*Source*
= = = = = = =

Alongside recent studies on Hieronymous Bosch, Robert Campin, and Rogier van der Weyden, this French-language monograph on Hugo van der Goes is the fourth published by Fonds Mercator to focus on an early Netherlandish artist. Like the others, it is lavishly and extensively illustrated, with approximately 400 images – over 300 of them in color. Including its cardboard slipcover, the book weighs in at over eight pounds and measures 13 x 10 inches, posing significant physical challenges to the in-bed reader. For those undaunted, it does offer rewards – among them the opportunity to behold through fine color reproductions and details the production of one of the fifteenth century’s most talented and misrepresented artists. This volume constitutes a good alternative to seeing Hugo’s paintings and drawings in person and, since a monographic exhibition on the artist is unlikely anytime in the near future, this is not a bad way to assess the artist’s oeuvre at one sitting. There is less to recommend the volume’s text, though it does offer a comprehensive overview of the artist’s biography, work, and critical reception.
The book is divided into four sections. The first and briefest outlines the historiography of the artist’s name, reputation, and archival legacy. Elisabeth Dhanens succinctly reviews the fame earned by Hugo among his contemporaries and the various trails, many of them misleading, forged by historians in later centuries. It would have been helpful, and interesting to readers, I think, to include here at least a brief assessment of the kind of criticism that has been used to evaluate Hugo’s work – criticism that has tended to use the artist’s mental illness as its primary interpretive tool. The book’s second section reconstructs the artist’s biography, dividing his life into Ghent and post-Ghent stages. The author’s longstanding focus on this important city is here both informative and deserved. Dhanens uses her knowledge of the local culture to address Hugo’s social milieu and contacts with Ghent’s artists and guild, of which he became a master in 1467. Though there is little information brought to light here that has not already been published in earlier bibliographic sources, the author’s personal approach does bring an engaging coherence to Hugo’s life. Some readers might be turned off by the use of what amounts to novelistic language, such as in the section heading “Hugo van der Goes amoureux,” but, as Dhanens rightly points out, Hugo was probably the first Netherlandish artist to whom such language was applied, albeit posthumously.
The volume’s third and fourth sections function together as a catalogue raisonné of sorts, the former discussing works that have been lost or that were recorded in archival documents and texts, the latter analyzing the artist’s surviving oeuvre. Each work or commission is discussed independently. Reflecting a welcome trend in catalogue scholarship, the categories or topics addressed for each work are not always the same, but are determined according to the particular demands of the commission. Thus, while Dhanens addresses the dating of the Fall of Man and Lamentation panels (Kunsthistorisches Museum, Vienna) at some length, about which there has been wide disagreement, this is not her primary concern for paintings on which there is either general agreement or little evidence to support a reliable date. Hugo’s short career, furthermore, makes the pursuit of a secure chronology particularly problematic. A useful appendix collects all the published documents pertaining to the artist’s life and work, while some technical evidence – plans, x-rays, and infrared photographs – are interspersed among the footnotes.

= = = = = = =

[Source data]
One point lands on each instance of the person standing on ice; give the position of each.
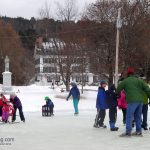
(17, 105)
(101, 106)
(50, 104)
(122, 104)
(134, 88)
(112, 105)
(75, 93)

= = = = = = =

*Prompt 1*
According to the Hugo van der Goes review, in what year did Hugo become a master of the Ghent guild?
*Prompt 2*
Extend the Hugo van der Goes review, picking up immediately after its final sentence.
The source data lines are material separate from the Hugo van der Goes review.

*Answer 1*
1467

*Answer 2*
The book does a measured job of addressing the artist’s distinctive style and avoids the kind of direct emotive interpretation that has unfortunately dogged much of Hugo’s legacy. Dhanens does not ascribe to the belief that the characteristics of Hugo’s compositions and figures – in particular, the intensely saturated color scale and darkly delineated facial features – are due to a disturbance in the artist’s psychological make-up. She does, however, settle on vaguely romantic interpretation of the artist’s work. In the final entry, the author identifies as a self-portrait the apostle dressed in red seated in the central foreground of the Death of the Virgin (Groeningemuseum, Bruges), believed to be one of the artist’s late works, if not his last surviving work. The figure does indeed look out at the viewer in the tradition of many self-portraits, but then so does the apostle dressed in black at the very left edge of the composition. What makes one a self-portrait and the other an anonymous apostle is not easy (for this reader) to grasp. The suggestion seems motivated as much by the desire to find an aged counterpart to the presumed self-portrait of a youthful Hugo van der Goes in the Monforte Altar (Germäldegalerie, Berlin) as it is by the nature of the portrayal or the inherent character of the painting. Dhanens ends the book wondering whether the apostle’s hand resting on a book is the same one that executed the masterpieces illustrated on the previous pages. This amounts to a sort of interpretive middleground or limbo. I was left wishing Dhanens had decided to take a clearer stance on one side or the other: either to suggest a direct connection between Hugo’s condition and his art or to interpret his work as an understandable and explicable reflection of the fervent spiritual and devotional practices common during the artist’s lifetime.
A non-specialized audience may best appreciate this monograph. For those interested in a critical assessment of the work of Hugo van der Goes – his style, technique and chronological development – Jochen Sander’s 1992 book on the artist is the best source. Those looking to familiarize themselves with the beauty of Hugo’s creations and an engagingly personal review of his career would do well to pick up a copy of this book. Be warned, though, it’s heavy.